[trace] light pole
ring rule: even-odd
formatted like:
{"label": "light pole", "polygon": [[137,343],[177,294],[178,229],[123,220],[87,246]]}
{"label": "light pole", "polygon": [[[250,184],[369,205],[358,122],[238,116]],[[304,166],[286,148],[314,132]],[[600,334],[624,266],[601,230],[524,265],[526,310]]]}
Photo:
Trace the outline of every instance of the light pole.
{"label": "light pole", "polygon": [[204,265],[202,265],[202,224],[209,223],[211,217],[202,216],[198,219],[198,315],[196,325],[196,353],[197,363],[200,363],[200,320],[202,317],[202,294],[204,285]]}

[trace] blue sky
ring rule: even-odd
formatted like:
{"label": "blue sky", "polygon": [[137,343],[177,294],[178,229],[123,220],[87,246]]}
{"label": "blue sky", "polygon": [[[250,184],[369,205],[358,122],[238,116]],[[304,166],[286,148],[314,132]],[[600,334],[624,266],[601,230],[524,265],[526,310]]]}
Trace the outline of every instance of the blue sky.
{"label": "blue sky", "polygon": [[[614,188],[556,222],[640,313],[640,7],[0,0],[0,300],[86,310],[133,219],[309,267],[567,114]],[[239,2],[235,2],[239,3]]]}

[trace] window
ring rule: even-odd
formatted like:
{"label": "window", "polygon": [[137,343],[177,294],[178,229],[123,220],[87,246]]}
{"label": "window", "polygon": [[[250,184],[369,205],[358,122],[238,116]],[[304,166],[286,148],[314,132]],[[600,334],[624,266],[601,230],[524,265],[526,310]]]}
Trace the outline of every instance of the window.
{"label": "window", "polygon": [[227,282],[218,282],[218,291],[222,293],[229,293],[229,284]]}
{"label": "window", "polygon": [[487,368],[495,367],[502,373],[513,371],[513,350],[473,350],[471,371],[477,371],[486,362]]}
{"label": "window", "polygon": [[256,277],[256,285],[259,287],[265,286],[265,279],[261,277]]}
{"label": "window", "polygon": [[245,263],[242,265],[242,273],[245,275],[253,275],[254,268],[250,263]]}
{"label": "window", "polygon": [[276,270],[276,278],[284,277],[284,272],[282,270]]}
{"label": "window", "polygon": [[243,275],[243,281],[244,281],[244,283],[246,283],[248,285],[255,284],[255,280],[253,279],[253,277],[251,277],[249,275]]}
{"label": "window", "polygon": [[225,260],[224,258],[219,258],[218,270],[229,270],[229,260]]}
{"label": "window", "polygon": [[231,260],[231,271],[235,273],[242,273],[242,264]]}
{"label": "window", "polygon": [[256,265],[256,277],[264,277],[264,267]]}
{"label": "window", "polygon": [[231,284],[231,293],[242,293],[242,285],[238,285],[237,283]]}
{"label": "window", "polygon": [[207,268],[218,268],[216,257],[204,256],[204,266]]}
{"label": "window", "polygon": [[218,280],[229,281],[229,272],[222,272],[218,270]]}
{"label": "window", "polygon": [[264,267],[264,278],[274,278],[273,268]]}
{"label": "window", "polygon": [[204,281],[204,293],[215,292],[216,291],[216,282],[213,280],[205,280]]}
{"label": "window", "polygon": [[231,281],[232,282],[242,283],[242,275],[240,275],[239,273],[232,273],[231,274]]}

## [EXERCISE PROMPT]
The full listing above needs to be output exactly.

## [ANSWER AREA]
[trace] light pole
ring rule: even-odd
formatted like:
{"label": "light pole", "polygon": [[137,343],[177,294],[178,229],[123,220],[87,246]]}
{"label": "light pole", "polygon": [[[250,184],[369,205],[358,122],[238,116]],[[304,166],[286,148],[314,132]],[[600,334],[624,266],[601,230],[524,265],[526,310]]]}
Photo:
Trace the outline of every instance of the light pole.
{"label": "light pole", "polygon": [[204,265],[202,265],[202,224],[209,223],[211,217],[202,216],[198,219],[198,315],[196,325],[196,353],[197,363],[200,363],[200,320],[202,317],[202,294],[204,285]]}

[trace] blue sky
ring rule: even-odd
formatted like:
{"label": "blue sky", "polygon": [[137,343],[177,294],[178,229],[123,220],[87,246]]}
{"label": "blue sky", "polygon": [[[250,184],[369,205],[358,122],[238,116]],[[304,166],[286,148],[314,132]],[[600,334],[624,266],[601,230],[524,265],[526,310]]]}
Trace the outline of every instance of the blue sky.
{"label": "blue sky", "polygon": [[[614,188],[556,222],[640,313],[640,7],[0,0],[0,300],[86,310],[133,219],[309,267],[567,114]],[[239,2],[235,2],[239,3]]]}

[trace] window
ring rule: even-odd
formatted like:
{"label": "window", "polygon": [[137,343],[177,294],[178,229],[123,220],[87,246]]}
{"label": "window", "polygon": [[[250,184],[369,205],[358,122],[238,116]],[[304,166],[286,148],[314,132]],[[600,334],[624,266],[601,230],[524,265],[526,310]]]}
Trace the outline of every instance of the window.
{"label": "window", "polygon": [[227,282],[218,282],[218,291],[222,293],[229,293],[229,284]]}
{"label": "window", "polygon": [[487,368],[495,367],[502,373],[513,371],[513,350],[473,350],[471,371],[477,371],[486,362]]}
{"label": "window", "polygon": [[256,277],[256,285],[259,287],[265,286],[265,279],[261,277]]}
{"label": "window", "polygon": [[245,263],[242,265],[242,273],[245,275],[253,275],[254,268],[250,263]]}
{"label": "window", "polygon": [[276,270],[276,278],[284,277],[284,272],[282,270]]}
{"label": "window", "polygon": [[243,275],[243,281],[244,281],[244,283],[246,283],[248,285],[255,284],[255,280],[253,279],[253,277],[251,277],[249,275]]}
{"label": "window", "polygon": [[225,260],[224,258],[219,258],[218,270],[229,270],[229,260]]}
{"label": "window", "polygon": [[231,260],[231,271],[235,273],[242,273],[242,264]]}
{"label": "window", "polygon": [[256,265],[256,277],[264,277],[264,267]]}
{"label": "window", "polygon": [[231,284],[231,293],[242,293],[242,285],[238,285],[237,283]]}
{"label": "window", "polygon": [[207,268],[218,268],[216,257],[204,256],[204,266]]}
{"label": "window", "polygon": [[218,280],[229,281],[229,272],[222,272],[218,270]]}
{"label": "window", "polygon": [[264,267],[264,278],[274,278],[273,268]]}
{"label": "window", "polygon": [[204,281],[204,293],[215,292],[216,291],[216,282],[213,280],[205,280]]}
{"label": "window", "polygon": [[231,281],[232,282],[242,283],[242,275],[240,275],[239,273],[232,273],[231,274]]}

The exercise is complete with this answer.